▶ _Objective_
Repeat verbatim the lines of the data below, beginning with the line containing "Find the navy" and continuing to the end.

Pointing and labeling entries
++++++++++++++++++++

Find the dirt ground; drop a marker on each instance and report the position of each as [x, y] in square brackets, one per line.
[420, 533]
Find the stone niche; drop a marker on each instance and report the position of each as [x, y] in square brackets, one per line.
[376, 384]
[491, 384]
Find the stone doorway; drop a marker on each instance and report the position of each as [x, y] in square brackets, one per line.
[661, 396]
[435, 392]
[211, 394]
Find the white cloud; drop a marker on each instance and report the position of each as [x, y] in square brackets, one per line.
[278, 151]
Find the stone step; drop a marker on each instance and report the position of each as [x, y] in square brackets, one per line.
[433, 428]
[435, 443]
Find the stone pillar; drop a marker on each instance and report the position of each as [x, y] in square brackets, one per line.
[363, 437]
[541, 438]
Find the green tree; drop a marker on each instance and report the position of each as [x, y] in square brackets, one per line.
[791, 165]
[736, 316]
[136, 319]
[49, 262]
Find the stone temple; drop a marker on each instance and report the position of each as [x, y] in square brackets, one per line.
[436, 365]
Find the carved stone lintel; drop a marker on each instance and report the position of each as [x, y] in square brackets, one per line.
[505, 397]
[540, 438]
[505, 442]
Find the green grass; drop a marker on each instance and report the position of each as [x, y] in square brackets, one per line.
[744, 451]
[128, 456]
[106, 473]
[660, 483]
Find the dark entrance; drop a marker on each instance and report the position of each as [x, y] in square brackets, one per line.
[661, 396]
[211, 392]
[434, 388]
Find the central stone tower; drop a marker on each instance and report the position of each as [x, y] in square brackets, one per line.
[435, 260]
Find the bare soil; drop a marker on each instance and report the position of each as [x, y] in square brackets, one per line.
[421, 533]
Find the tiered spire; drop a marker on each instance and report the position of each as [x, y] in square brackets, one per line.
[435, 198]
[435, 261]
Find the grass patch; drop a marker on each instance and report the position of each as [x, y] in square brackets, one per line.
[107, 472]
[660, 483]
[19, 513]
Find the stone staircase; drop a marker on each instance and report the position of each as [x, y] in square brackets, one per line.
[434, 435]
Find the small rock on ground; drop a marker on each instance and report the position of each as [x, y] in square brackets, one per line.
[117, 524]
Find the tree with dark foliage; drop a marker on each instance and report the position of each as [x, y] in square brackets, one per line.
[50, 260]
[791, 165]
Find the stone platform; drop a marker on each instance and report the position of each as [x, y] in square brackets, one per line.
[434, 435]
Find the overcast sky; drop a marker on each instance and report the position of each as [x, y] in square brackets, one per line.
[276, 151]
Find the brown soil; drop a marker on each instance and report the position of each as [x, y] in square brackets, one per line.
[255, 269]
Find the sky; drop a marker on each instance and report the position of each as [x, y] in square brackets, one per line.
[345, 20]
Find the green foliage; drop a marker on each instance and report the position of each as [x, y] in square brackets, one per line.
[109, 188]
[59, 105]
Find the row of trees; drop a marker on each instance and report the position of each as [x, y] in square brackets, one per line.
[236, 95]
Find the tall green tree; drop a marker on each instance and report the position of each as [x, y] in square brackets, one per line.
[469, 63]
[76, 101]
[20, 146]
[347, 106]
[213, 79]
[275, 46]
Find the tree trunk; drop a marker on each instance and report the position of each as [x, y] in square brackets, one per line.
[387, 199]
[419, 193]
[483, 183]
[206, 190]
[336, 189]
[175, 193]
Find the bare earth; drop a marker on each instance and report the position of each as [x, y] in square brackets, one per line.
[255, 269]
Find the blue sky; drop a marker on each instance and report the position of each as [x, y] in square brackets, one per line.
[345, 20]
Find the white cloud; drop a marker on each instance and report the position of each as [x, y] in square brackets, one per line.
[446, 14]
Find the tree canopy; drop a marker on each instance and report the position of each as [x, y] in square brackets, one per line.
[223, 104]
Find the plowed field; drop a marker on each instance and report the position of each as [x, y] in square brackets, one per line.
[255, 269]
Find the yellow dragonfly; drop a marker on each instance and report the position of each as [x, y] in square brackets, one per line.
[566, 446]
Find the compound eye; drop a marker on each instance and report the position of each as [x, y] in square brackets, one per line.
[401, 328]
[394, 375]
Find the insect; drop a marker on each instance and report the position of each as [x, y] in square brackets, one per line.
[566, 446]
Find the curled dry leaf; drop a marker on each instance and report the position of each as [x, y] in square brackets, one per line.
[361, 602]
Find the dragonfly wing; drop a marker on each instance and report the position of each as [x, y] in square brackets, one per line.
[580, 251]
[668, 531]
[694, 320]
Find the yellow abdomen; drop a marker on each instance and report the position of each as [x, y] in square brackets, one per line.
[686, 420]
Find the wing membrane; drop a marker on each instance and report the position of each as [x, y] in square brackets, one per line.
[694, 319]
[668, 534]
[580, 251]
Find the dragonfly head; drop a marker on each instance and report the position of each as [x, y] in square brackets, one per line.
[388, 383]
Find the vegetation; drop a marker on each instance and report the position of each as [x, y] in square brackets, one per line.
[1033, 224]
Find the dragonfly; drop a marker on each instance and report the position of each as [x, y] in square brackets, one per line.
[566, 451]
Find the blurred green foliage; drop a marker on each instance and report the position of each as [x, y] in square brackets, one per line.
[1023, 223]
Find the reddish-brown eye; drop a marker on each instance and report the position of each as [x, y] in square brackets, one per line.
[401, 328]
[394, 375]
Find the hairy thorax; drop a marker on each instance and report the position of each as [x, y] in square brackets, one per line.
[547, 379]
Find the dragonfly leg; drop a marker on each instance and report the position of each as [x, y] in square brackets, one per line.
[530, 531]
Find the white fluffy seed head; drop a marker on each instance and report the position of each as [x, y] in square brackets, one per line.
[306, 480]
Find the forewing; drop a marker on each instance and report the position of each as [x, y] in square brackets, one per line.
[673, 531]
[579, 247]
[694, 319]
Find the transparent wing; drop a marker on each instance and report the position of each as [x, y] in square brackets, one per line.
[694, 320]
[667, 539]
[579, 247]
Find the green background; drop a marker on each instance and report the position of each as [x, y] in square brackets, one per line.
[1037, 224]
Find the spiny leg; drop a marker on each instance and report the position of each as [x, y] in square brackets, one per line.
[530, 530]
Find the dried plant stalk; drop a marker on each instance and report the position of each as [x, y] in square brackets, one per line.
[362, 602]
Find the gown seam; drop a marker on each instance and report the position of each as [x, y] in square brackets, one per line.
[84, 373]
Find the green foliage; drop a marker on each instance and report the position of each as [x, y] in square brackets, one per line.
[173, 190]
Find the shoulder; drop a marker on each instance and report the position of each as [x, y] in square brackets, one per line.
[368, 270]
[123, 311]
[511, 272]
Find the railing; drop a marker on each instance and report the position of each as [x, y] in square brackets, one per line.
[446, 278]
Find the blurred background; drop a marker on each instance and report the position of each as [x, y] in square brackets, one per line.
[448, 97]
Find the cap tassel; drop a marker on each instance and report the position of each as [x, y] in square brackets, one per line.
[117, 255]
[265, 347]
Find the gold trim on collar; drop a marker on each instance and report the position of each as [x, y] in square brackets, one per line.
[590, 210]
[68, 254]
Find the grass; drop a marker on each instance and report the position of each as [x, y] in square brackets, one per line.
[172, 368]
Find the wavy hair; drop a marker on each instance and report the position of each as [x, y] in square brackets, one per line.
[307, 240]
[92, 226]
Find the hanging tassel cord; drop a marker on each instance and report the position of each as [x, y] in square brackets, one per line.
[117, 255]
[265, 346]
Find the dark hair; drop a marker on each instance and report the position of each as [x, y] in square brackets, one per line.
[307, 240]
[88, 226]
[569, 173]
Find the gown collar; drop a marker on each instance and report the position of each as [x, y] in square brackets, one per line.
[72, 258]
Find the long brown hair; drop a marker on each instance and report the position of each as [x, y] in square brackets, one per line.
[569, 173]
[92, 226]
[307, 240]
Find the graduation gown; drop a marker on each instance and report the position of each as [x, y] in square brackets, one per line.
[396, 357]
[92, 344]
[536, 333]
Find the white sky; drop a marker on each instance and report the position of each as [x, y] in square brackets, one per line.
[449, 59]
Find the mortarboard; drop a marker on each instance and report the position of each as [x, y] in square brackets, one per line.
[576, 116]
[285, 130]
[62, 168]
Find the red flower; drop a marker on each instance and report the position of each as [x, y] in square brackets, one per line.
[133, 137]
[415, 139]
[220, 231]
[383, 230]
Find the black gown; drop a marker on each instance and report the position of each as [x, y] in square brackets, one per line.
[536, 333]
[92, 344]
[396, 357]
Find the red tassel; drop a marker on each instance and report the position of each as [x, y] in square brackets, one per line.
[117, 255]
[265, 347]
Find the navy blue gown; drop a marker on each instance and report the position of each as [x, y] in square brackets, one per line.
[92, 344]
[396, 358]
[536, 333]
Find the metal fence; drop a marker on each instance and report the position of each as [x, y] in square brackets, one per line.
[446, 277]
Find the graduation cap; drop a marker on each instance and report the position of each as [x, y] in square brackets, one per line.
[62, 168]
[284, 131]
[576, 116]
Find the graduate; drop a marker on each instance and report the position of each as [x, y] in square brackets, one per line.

++++++++++++++++++++

▶ _Solution to this exercise_
Find the navy blue gown; drop a marker on each instance and report the position of each as [x, y] in square brackets, one per line.
[92, 344]
[396, 358]
[536, 333]
Find the metal fence; drop a marker on each instance and report the position of each as [x, y] in square brackets, one per line.
[446, 277]
Find the graduation cap; drop a marker on each instance and report the position of each as [x, y] in square brackets, one per line.
[62, 168]
[284, 131]
[576, 116]
Find the graduate; drop a marker on each instance and report the position of each as [x, y] in square brackets, one per line.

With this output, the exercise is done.